■ Selected passage:
NANTES, France — Police ordered several thousand people to leave their homes Thursday and seek shelter from a drifting cloud of toxic gas released by a fire in a fertilizer warehouse, officials said.
The "extremely toxic" cloud, 12 miles long and several miles high, contained chloride and nitrous vapors that could burn respiratory tracts, the Environment Ministry said.
Officials declared a state of emergency, but the toxic level of the cloud dissipated to a safe level by late afternoon.
Interior Minister Charles Pasqua told a news conference in Paris that 24 people were treated for injuries after the gas escape. He added that the incident was likely to cause pollution of the Loire River.
The yellow-colored gas belched from the warehouse for most of Thursday, but officials said the fire had been brought under control.

■ Supplied material:

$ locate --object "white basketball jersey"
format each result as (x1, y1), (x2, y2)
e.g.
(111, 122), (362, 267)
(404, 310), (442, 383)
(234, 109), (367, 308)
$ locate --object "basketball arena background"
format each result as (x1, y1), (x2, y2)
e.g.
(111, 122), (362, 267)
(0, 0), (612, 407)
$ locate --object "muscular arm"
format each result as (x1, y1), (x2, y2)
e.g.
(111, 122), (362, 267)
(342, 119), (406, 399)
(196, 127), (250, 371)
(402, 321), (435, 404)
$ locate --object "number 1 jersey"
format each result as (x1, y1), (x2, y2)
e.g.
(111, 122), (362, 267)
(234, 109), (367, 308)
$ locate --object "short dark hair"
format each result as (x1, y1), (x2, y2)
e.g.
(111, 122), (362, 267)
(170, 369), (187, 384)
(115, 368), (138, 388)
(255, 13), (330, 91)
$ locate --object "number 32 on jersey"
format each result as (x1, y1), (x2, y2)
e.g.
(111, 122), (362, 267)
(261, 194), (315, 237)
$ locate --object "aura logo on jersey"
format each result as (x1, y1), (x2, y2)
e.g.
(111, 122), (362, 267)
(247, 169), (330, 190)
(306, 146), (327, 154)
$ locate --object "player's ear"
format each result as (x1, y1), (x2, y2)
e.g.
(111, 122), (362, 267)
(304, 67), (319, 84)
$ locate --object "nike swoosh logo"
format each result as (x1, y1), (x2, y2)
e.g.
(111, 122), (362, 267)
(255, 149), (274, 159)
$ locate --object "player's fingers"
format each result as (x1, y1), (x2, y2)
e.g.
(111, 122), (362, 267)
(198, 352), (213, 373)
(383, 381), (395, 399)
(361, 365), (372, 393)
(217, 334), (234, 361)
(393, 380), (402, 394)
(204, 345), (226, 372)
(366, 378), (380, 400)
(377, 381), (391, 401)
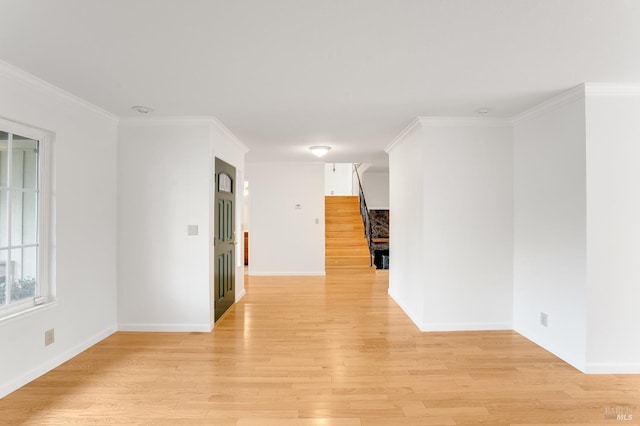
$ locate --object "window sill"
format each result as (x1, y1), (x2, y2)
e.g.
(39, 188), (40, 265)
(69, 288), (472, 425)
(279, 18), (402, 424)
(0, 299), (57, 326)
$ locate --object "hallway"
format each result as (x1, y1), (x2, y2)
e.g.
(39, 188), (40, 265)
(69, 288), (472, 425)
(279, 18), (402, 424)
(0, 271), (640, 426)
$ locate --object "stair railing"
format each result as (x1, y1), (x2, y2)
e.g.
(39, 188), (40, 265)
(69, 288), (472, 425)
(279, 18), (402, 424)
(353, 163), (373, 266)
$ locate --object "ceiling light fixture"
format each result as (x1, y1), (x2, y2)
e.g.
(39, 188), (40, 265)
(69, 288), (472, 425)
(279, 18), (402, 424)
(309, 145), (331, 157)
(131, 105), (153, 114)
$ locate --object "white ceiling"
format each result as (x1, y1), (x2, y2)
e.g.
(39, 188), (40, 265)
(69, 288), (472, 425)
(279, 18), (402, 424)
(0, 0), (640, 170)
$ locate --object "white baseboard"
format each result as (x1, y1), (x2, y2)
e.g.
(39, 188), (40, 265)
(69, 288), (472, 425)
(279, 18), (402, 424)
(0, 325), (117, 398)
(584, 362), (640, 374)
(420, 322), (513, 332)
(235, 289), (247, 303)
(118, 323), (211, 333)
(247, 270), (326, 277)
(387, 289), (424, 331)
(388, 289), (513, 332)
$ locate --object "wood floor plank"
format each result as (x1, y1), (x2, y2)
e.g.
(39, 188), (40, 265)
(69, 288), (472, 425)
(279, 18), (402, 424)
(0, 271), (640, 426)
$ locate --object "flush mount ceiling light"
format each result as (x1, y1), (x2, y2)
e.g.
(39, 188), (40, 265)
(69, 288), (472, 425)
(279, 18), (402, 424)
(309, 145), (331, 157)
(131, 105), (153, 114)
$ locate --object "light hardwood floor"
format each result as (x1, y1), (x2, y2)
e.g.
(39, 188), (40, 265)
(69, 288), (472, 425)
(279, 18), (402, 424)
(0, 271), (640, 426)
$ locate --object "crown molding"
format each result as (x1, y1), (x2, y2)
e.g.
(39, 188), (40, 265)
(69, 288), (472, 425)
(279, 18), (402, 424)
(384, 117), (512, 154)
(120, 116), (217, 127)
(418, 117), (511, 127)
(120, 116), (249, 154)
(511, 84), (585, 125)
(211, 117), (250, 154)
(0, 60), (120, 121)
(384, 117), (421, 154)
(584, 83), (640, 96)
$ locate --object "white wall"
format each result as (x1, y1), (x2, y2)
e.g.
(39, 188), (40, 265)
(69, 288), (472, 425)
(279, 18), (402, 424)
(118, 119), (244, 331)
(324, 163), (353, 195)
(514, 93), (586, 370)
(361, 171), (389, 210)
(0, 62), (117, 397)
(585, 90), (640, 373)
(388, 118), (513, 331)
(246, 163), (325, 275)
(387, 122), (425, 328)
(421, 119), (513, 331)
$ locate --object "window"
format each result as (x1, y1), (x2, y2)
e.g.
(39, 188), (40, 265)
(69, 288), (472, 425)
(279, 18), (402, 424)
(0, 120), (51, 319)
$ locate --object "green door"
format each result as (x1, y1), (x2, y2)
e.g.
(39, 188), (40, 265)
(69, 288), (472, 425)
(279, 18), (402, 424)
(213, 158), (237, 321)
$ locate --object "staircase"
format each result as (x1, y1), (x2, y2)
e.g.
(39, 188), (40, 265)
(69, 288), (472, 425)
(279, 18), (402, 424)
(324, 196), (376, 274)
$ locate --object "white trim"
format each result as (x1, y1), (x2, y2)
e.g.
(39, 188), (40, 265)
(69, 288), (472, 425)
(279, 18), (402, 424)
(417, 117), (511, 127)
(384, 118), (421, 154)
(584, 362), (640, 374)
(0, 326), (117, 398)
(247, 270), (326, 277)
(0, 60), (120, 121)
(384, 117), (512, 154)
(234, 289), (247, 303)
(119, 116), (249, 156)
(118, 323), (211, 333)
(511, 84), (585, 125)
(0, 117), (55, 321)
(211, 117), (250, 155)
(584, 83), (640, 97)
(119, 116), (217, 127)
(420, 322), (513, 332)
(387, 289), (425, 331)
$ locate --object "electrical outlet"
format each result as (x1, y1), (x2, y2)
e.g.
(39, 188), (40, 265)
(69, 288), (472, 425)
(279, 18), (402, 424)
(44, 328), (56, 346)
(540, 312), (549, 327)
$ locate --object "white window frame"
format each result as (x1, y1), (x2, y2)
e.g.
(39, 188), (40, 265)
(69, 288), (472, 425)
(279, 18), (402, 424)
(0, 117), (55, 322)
--
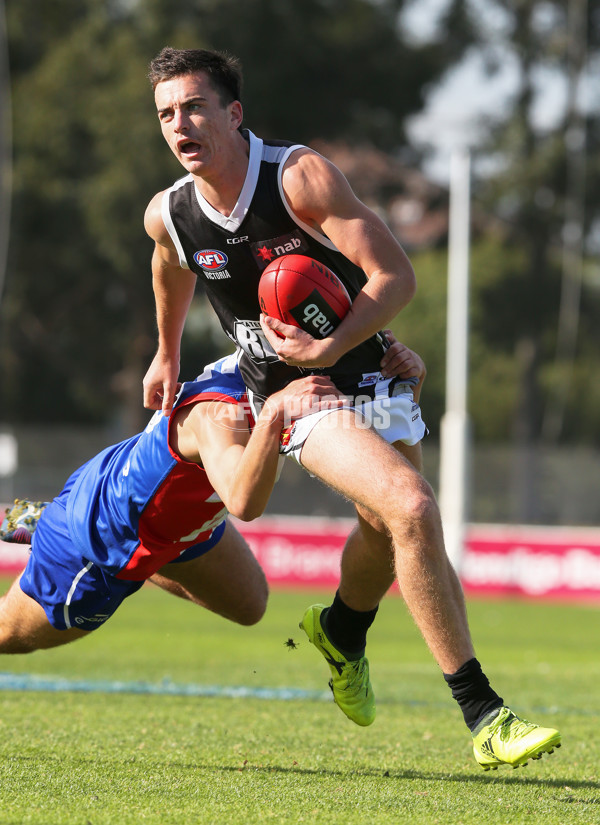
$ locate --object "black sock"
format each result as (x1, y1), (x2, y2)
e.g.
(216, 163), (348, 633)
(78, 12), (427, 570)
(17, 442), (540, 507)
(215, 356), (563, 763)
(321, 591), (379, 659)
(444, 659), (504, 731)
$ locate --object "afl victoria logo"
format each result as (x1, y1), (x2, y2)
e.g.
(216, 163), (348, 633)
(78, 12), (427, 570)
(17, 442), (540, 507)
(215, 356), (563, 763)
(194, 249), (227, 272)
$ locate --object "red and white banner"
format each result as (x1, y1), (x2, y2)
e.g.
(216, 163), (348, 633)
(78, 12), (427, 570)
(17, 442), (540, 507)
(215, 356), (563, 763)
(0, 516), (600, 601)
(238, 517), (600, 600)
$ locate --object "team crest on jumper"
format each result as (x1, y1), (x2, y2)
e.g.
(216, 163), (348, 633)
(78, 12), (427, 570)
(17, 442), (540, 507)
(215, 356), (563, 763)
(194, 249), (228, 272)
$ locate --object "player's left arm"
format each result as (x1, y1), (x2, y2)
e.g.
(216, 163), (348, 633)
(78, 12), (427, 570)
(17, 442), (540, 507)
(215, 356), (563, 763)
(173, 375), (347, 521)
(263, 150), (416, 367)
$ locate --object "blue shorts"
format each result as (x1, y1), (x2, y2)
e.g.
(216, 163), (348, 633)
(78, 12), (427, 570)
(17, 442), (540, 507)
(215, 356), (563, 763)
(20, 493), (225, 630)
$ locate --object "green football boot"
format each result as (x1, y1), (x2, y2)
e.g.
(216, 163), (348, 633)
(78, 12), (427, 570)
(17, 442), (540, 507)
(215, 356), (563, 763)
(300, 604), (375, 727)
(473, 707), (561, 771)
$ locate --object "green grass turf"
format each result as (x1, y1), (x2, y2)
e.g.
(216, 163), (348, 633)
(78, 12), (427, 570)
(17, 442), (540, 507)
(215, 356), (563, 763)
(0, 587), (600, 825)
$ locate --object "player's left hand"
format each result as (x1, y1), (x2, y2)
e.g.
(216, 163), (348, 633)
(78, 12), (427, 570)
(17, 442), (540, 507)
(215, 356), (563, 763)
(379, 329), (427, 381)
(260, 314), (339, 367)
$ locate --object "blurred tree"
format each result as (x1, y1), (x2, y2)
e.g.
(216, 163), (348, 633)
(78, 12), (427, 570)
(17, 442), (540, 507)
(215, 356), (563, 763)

■ Set of tasks:
**A.** In the news report on the toxic cloud near Nantes, how many people were treated for injuries after the gas escape?
**B.** Continue the news report on the toxic cloud near Nantes from the point where it stops.
You can set the listing aside.

■ Solved problems:
**A.** 24 people

**B.**
More than 1,000 police and soldiers were pressed into service to take people out of the path of the cloud, which medical experts said could have the same effect as mustard gas, used during World War I. They said it could kill if inhaled in considerable quantities.
Thousands of children were taken to Nantes soccer stadium for safety, roads in the region were closed and train service was suspended.
Several thousand people living in the communities of Saint Herblain, Indre and Coueron, all west of the Loire, were urged to seal off their cars and leave their homes under an emergency evacuation system.
The gas release began early Thursday when the fertilizer warehouse caught fire near the Nantes harbor. Police believe the fire was caused by a short circuit.